Spatial locations/descriptions of the structure and composition of the fire refugia and regeneration surrounding refugia include X,Y of each tree, a variety of forest inventory attributes such as diameters, heights, and species for each tree, and delineation of the fire refugia boundaries. This data has been measured several times: 1992, 1997, 2013, and 2019. The GPS coordinates were recorded with handheld GPs units most likely under canopy cover so resolution may vary.

These data sets are bounded by a 2.2 ha rectangle that confines the study area.

Hypotheses

The spatial pattern of western hemlock dwarf mistletoe in the study site will be several discrete clusters. This arrangement forms because WHDM spreads from an initial infection point outward. The initial infection serves as an approximate center point and the cluster, or infection center, grows outward from there. Separations between clusters are maintained by forest structure and composition or disturbances. New clusters form from remnant trees surviving disturbances, or random dispersal of seed long distances by animals. In this case, the fire refugia protect the remnant trees from disturbance and these trees are the new focal points for infection centers

The spatial pattern of the forest structure and composition will drive the direction and rate of spread of WHDM because variances in these two attributes will cause varying amounts of barriers to WHDM seed dispersal. Because seeds are shot from an infected tree, that seed needs to reach a new uninfected branch. This means physical barriers to spread can affect seed dispersal and non susceptible species will stop spread.

Approaches

I would like to utilize spatial analyses that allow me to understand how the clustering of WHDM is related to the boundaries of the fire refugia. Also, how the infection centers have changed over time utilizing forest structure and composition metrics of the regeneration surrounding the refugia. Lastly, something that can incorporate a severity rating on a scale instead of simply presence/absence data and describe the distribution of severely infected trees vs lightly infected trees and how that relates to the fire refugia boundary and forest metrics of the regeneration surrounding the refugia.

Expected Outcome

I would like to produce statistical relationships that can determine the significance of forest density, species composition, age, and structure on the ability of WHDM to spread. Also, I would like to produce statistical relationships that can describe whether or not a fire refugia alters the way WHDM spreads and intensifies when compared to commonly observed models. Maps as visuals for describing the change over time would be a useful end product as well.

********

BRIEF 1
From the mistletoe study text, return the part from "Spatial locations/descriptions of" up to and including "the study area.".
BRIEF 2
Answer these questions using the mistletoe study text:
(a) In which years was the data measured?
(b) How large is the rectangle that bounds the data sets?
(c) What do the fire refugia protect the remnant trees from?
BRIEF 3
Extend the mistletoe study text by writing on from its last sentence.

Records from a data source
********

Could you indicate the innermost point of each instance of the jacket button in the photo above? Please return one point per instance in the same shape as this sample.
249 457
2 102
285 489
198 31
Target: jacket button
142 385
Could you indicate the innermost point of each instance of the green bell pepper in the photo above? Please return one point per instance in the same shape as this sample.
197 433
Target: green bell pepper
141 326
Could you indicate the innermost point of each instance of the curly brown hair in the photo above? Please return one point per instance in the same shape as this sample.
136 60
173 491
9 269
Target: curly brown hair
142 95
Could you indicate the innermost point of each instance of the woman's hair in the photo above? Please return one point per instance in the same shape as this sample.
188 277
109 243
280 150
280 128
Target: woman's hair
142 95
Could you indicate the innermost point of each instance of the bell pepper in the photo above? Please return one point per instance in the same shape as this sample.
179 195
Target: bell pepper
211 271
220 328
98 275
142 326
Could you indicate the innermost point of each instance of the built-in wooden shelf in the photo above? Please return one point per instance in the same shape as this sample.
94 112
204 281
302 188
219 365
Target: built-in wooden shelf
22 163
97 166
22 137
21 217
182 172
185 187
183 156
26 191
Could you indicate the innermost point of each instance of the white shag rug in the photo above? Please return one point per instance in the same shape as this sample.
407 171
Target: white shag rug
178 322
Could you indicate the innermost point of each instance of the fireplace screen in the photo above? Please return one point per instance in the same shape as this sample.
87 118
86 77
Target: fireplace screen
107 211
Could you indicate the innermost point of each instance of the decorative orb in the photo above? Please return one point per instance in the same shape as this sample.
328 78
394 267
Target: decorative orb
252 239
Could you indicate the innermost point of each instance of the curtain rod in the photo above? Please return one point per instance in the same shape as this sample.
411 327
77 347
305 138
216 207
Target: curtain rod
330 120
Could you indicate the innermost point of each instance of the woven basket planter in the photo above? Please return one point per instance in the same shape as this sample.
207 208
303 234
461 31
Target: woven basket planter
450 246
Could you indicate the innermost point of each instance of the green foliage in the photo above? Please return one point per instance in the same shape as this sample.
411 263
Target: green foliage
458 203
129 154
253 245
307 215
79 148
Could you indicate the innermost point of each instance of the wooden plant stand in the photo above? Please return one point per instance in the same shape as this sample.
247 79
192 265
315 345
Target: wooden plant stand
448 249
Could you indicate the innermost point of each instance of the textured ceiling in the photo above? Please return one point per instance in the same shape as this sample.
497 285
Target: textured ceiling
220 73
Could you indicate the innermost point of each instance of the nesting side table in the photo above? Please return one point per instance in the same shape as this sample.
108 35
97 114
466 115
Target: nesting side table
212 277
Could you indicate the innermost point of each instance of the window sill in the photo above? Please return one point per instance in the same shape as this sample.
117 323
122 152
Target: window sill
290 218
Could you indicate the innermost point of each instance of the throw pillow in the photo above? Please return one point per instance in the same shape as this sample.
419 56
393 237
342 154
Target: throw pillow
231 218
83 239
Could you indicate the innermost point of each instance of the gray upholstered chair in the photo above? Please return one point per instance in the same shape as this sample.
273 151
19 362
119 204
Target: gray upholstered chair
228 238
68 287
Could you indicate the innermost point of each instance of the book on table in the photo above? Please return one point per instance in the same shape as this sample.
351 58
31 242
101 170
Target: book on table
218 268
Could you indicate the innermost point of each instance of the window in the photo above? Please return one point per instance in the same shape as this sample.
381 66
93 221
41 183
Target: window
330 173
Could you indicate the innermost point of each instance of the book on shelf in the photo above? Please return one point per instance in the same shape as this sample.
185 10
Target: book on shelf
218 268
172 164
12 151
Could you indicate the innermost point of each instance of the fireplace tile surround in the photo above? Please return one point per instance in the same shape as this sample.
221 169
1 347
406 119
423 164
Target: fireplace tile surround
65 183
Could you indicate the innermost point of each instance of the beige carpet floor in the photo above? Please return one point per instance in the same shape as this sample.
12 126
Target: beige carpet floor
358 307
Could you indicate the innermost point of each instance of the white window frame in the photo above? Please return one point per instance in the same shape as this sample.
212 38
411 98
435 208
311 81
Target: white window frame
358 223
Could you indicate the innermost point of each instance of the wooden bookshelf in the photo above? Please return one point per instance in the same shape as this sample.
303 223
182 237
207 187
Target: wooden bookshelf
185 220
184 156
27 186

********

ANSWER SPACE 1
Spatial locations/descriptions of the structure and composition of the fire refugia and regeneration surrounding refugia include X,Y of each tree, a variety of forest inventory attributes such as diameters, heights, and species for each tree, and delineation of the fire refugia boundaries. This data has been measured several times: 1992, 1997, 2013, and 2019. The GPS coordinates were recorded with handheld GPs units most likely under canopy cover so resolution may vary.

These data sets are bounded by a 2.2 ha rectangle that confines the study area.

ANSWER SPACE 2
(a) 1992, 1997, 2013, and 2019
(b) 2.2 ha
(c) Disturbance

ANSWER SPACE 3
Significance

Understanding the spread patterns of WHDM is important for resource managers seeking to increase biodiversity and produce forest products. Focus has shifted to creating silvivultural prescriptions that emulate natural disturbances that are still economically viable and that maintain ecosystem functions. Disturbance events can control WHDM but also create opportunities to increase its spread and intensification so managers need to have an understanding of how a particular forest structure will affect WHDM. Also, if we want to maintain biodiversity, understanding how WHDM infection centers created by fire develop is important. Fire frequency and severity may be increasing in the future and the loss of mixed severity fire would mean a significant loss of WHDM. Land managers seeking to emulate burns can use this information to plan burns that preserve patches of WHDM if desired and understand how the pathogen will progress 25 years later. This is not usually the case for forest pathogens.

Level of Preparation

I have worked in ArcMap quite a bit, but I haven’t much experience with the wide range of functionality of ArcInfo. I used ModelBuilder somewhat to keep my queries and basic analyses organized. No experience programming in Python. I have taken two stats classes before this using R and feel I have a working knowledge and have no problem learning new tools in it. However, I have very little work with image processing such as working with rasters and some small exposure to LiDAR processing.